The whole listing needs to be written out exactly, except for any images.

══ Data supplied

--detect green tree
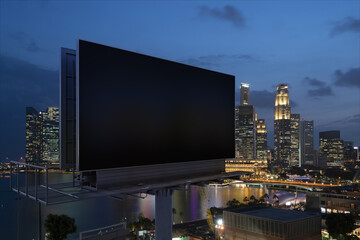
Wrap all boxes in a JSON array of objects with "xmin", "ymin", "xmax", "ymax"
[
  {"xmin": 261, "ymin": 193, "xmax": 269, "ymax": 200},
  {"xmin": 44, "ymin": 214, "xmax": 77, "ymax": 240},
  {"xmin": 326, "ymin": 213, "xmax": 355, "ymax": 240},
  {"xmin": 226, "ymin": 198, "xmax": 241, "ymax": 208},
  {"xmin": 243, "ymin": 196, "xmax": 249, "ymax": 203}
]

════

### [Written response]
--detect green tree
Wrap all boxes in a JSON array of objects with "xmin", "ymin", "xmax", "ymax"
[
  {"xmin": 261, "ymin": 193, "xmax": 269, "ymax": 200},
  {"xmin": 44, "ymin": 214, "xmax": 77, "ymax": 240},
  {"xmin": 326, "ymin": 213, "xmax": 355, "ymax": 240},
  {"xmin": 226, "ymin": 198, "xmax": 241, "ymax": 208},
  {"xmin": 243, "ymin": 196, "xmax": 249, "ymax": 203}
]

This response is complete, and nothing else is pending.